Records
=-=-=-=-=

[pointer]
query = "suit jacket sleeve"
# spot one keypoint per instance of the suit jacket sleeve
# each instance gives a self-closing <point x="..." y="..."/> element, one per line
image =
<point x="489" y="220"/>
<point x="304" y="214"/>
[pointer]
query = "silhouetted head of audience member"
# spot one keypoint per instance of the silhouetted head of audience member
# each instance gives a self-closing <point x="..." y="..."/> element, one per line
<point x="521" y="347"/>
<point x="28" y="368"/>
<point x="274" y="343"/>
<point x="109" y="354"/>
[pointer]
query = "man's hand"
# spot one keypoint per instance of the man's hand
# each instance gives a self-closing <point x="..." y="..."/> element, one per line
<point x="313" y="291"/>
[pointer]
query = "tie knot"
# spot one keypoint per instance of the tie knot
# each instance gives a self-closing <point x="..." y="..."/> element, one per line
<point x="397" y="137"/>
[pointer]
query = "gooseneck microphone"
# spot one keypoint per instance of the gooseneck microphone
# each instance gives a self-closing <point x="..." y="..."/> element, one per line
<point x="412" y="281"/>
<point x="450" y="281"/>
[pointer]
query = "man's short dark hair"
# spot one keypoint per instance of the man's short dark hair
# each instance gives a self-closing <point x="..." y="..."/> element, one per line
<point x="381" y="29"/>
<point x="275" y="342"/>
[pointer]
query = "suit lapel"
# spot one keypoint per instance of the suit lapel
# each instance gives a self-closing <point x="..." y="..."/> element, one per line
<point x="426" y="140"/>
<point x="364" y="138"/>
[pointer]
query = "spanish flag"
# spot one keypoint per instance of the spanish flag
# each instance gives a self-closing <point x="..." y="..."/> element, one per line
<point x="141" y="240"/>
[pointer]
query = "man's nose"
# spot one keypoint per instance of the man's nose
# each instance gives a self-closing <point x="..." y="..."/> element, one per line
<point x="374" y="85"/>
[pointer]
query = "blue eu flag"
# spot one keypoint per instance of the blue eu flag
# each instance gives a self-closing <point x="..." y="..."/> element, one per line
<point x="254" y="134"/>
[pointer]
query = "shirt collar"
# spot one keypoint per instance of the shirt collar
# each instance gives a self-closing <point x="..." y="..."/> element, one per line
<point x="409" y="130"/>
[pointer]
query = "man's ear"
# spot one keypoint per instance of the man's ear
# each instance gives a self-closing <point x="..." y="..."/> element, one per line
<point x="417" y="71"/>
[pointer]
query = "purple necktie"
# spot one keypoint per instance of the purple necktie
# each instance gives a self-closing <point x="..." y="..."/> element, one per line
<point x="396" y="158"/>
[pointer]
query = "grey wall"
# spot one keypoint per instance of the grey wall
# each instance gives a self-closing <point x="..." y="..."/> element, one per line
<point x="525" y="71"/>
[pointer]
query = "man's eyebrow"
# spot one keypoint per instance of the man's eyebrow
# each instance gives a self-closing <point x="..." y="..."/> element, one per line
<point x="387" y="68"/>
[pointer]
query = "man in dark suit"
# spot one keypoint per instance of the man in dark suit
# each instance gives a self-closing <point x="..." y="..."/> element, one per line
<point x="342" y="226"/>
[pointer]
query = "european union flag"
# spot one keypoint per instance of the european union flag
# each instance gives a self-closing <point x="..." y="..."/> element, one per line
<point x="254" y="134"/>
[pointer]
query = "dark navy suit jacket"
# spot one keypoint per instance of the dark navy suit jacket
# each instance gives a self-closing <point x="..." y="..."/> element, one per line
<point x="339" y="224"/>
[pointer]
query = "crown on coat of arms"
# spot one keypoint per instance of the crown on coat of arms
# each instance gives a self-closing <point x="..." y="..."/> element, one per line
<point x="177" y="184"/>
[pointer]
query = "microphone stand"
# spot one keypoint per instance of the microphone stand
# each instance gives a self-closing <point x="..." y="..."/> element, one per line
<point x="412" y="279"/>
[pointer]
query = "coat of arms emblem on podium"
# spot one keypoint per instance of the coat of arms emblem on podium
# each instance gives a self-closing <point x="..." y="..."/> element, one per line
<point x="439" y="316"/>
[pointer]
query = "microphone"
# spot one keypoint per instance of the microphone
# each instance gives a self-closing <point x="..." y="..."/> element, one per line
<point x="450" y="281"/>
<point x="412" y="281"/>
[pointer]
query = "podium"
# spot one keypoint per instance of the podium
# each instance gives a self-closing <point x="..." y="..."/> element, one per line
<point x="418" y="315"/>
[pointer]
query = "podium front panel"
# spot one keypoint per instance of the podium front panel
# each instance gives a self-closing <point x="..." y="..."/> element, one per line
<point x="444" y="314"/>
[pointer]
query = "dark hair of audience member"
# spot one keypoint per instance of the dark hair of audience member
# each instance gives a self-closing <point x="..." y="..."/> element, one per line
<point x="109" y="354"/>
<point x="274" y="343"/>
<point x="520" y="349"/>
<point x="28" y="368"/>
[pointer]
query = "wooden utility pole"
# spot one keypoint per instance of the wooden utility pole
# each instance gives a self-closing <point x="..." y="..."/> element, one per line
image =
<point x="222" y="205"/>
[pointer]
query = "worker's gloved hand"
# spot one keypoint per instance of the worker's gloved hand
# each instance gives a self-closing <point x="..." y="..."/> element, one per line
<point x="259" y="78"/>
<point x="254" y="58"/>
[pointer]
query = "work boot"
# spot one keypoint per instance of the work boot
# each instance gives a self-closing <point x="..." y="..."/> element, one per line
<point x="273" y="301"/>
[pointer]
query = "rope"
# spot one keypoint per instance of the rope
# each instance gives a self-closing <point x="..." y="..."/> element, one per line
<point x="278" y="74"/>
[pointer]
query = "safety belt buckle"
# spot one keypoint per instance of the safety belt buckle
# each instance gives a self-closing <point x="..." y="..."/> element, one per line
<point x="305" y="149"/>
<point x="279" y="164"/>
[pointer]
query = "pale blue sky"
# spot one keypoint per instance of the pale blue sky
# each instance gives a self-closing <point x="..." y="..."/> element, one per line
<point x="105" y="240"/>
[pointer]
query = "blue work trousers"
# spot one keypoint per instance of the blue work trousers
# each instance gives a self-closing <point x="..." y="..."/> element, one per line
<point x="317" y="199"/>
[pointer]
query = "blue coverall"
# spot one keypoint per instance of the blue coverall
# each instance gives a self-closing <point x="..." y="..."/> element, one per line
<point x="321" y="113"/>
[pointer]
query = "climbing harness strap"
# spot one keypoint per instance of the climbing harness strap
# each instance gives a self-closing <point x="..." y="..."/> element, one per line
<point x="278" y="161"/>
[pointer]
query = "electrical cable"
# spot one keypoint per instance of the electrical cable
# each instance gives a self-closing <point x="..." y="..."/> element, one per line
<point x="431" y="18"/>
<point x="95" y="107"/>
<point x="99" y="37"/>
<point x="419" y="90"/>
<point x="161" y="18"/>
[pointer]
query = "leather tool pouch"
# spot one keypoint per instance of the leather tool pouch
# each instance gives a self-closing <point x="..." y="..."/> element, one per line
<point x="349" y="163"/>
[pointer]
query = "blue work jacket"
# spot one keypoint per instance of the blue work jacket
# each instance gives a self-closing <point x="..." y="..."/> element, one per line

=-=-=-=-=

Go through the listing and print each line exactly as it appears.

[pointer]
query = "suit jacket sleeve"
# spot one keypoint per instance of the suit jacket sleeve
# each instance gives a self-closing <point x="..." y="..."/> element, one per line
image =
<point x="489" y="220"/>
<point x="304" y="214"/>
[pointer]
query = "silhouetted head of audience member"
# spot one keypoint per instance of the silhouetted head of audience member
# each instance gives a self-closing <point x="..." y="..."/> element, one per line
<point x="521" y="347"/>
<point x="28" y="368"/>
<point x="274" y="343"/>
<point x="109" y="354"/>
[pointer]
query = "man's hand"
# spot one keypoint per instance of the man's hand
# each instance gives a self-closing <point x="..." y="..."/> element, one per line
<point x="313" y="291"/>
[pointer]
query = "tie knot"
# spot one keypoint per instance of the tie knot
# each instance gives a self-closing <point x="..." y="..."/> element, one per line
<point x="397" y="137"/>
[pointer]
query = "gooseneck microphone"
# spot one keypoint per instance of the gooseneck microphone
# each instance gives a self-closing <point x="..." y="..."/> element, one per line
<point x="412" y="281"/>
<point x="450" y="281"/>
[pointer]
query = "man's short dark hair"
# spot one keypoint per instance of the man's short dark hair
# each instance gives a self-closing <point x="..." y="..."/> element, one per line
<point x="381" y="29"/>
<point x="275" y="342"/>
[pointer]
query = "suit lapel"
# spot one keypoint per instance of the suit lapel
# each instance gives a self-closing <point x="..." y="..."/> element, one per line
<point x="426" y="140"/>
<point x="364" y="138"/>
[pointer]
query = "spanish flag"
# spot one keypoint per instance of the spanish flag
# each instance gives a self-closing <point x="..." y="..."/> element, one per line
<point x="141" y="240"/>
[pointer]
query = "man's nose"
# spot one keypoint per instance of the man's nose
# each instance gives a self-closing <point x="..." y="..."/> element, one per line
<point x="374" y="85"/>
[pointer]
query = "blue eu flag"
# spot one keypoint per instance of the blue eu flag
# each instance gives a self-closing <point x="..." y="..."/> element, one per line
<point x="254" y="134"/>
[pointer]
query = "shirt collar"
# spot one keypoint per instance of the shirt collar
# each instance gives a self-closing <point x="..." y="..."/> element, one per line
<point x="409" y="130"/>
[pointer]
query = "man's ear"
# spot one keypoint per instance of the man's ear
# each instance gives a self-closing <point x="..." y="..."/> element, one per line
<point x="417" y="71"/>
[pointer]
query = "purple necktie"
# spot one keypoint per instance of the purple necktie
# each instance gives a self-closing <point x="..." y="..."/> element, one per line
<point x="396" y="158"/>
[pointer]
query = "grey wall"
# spot one keypoint per instance of the grey wall
# each instance gives a self-closing <point x="..." y="..."/> element, one per line
<point x="525" y="71"/>
[pointer]
query = "man's eyebrow"
# spot one keypoint per instance of the man's eyebrow
# each instance gives a self-closing <point x="..." y="..."/> element, one per line
<point x="387" y="68"/>
[pointer]
query = "man in dark suit"
# spot one keypoint per instance of the man in dark suit
# each instance gives a self-closing <point x="..." y="..."/> element, one per line
<point x="342" y="226"/>
[pointer]
query = "european union flag"
# spot one keypoint per instance of the european union flag
# each instance gives a self-closing <point x="..." y="..."/> element, one per line
<point x="254" y="134"/>
[pointer]
query = "dark navy suit jacket"
# spot one keypoint per instance of the dark navy suit jacket
# each instance gives a self-closing <point x="..." y="..."/> element, one per line
<point x="339" y="224"/>
[pointer]
query = "crown on coat of arms"
# spot one keypoint per instance of the crown on coat of arms
# each instance gives a self-closing <point x="..." y="..."/> element, one per line
<point x="177" y="184"/>
[pointer]
query = "microphone stand"
# spot one keypoint per instance of the microphone stand
# each instance gives a self-closing <point x="..." y="..."/> element, one per line
<point x="412" y="279"/>
[pointer]
query = "coat of arms emblem on podium"
# spot one keypoint per instance of the coat of arms emblem on podium
# each instance gives a self-closing <point x="..." y="..."/> element, one per line
<point x="439" y="316"/>
[pointer]
query = "microphone"
# spot one keypoint per instance of the microphone
# each instance gives a self-closing <point x="..." y="..."/> element, one per line
<point x="450" y="281"/>
<point x="412" y="281"/>
[pointer]
query = "podium"
# spot one keypoint per instance of the podium
# each instance gives a self-closing <point x="..." y="..."/> element, one per line
<point x="418" y="315"/>
[pointer]
query = "podium front panel"
# spot one keypoint per instance of the podium front panel
# each instance gives a self-closing <point x="..." y="..."/> element, one per line
<point x="444" y="314"/>
[pointer]
query = "dark hair of audience member"
# spot one keypoint per instance of the dark hair of audience member
# each instance gives a self-closing <point x="..." y="..."/> element, one per line
<point x="109" y="354"/>
<point x="274" y="343"/>
<point x="520" y="349"/>
<point x="28" y="368"/>
[pointer]
query = "wooden utility pole"
# spot one keypoint per instance of the wooden utility pole
# each instance gives a self-closing <point x="..." y="..."/> element, one per line
image =
<point x="222" y="205"/>
[pointer]
query = "worker's gloved hand"
# spot one keypoint per instance of the worker's gloved hand
# each instance gives a self-closing <point x="..." y="..."/> element, one per line
<point x="259" y="78"/>
<point x="254" y="58"/>
[pointer]
query = "work boot"
# spot one keypoint per instance of the work boot
# each instance gives a self-closing <point x="..." y="..."/> element, one per line
<point x="273" y="301"/>
[pointer]
query = "rope"
# spot one keypoint per instance of the rope
# each instance gives a self-closing <point x="..." y="..."/> element, one per line
<point x="278" y="74"/>
[pointer]
query = "safety belt buckle"
# spot one keypoint per instance of the safety belt buckle
# each instance gives a self-closing <point x="..." y="..."/> element, one per line
<point x="305" y="149"/>
<point x="279" y="164"/>
[pointer]
query = "pale blue sky"
# spot one keypoint per instance of the pale blue sky
# each instance gives a self-closing <point x="..." y="..."/> element, one per line
<point x="105" y="240"/>
[pointer]
query = "blue work trousers"
# spot one keypoint per instance of the blue work trousers
# each instance gives a self-closing <point x="..." y="..."/> element, one per line
<point x="317" y="199"/>
[pointer]
query = "blue coverall"
# spot one keypoint per instance of the blue coverall
# each instance gives a self-closing <point x="..." y="..."/> element, one per line
<point x="321" y="113"/>
[pointer]
query = "climbing harness strap"
# spot one keypoint per instance of the climbing harness strap
# each instance gives a self-closing <point x="..." y="..."/> element, one per line
<point x="278" y="161"/>
[pointer]
query = "electrical cable"
# spot one keypoint per instance of the electrical cable
# each instance gives a self-closing <point x="..." y="..."/> element, one per line
<point x="431" y="18"/>
<point x="95" y="107"/>
<point x="99" y="37"/>
<point x="419" y="90"/>
<point x="161" y="18"/>
[pointer]
query = "leather tool pouch"
# spot one keypoint per instance of the leather tool pouch
# each instance gives a self-closing <point x="..." y="..."/> element, one per line
<point x="349" y="163"/>
[pointer]
query = "blue work jacket"
# spot one keypoint per instance of the blue work jacket
# each instance gives a self-closing <point x="..." y="..."/> element, one per line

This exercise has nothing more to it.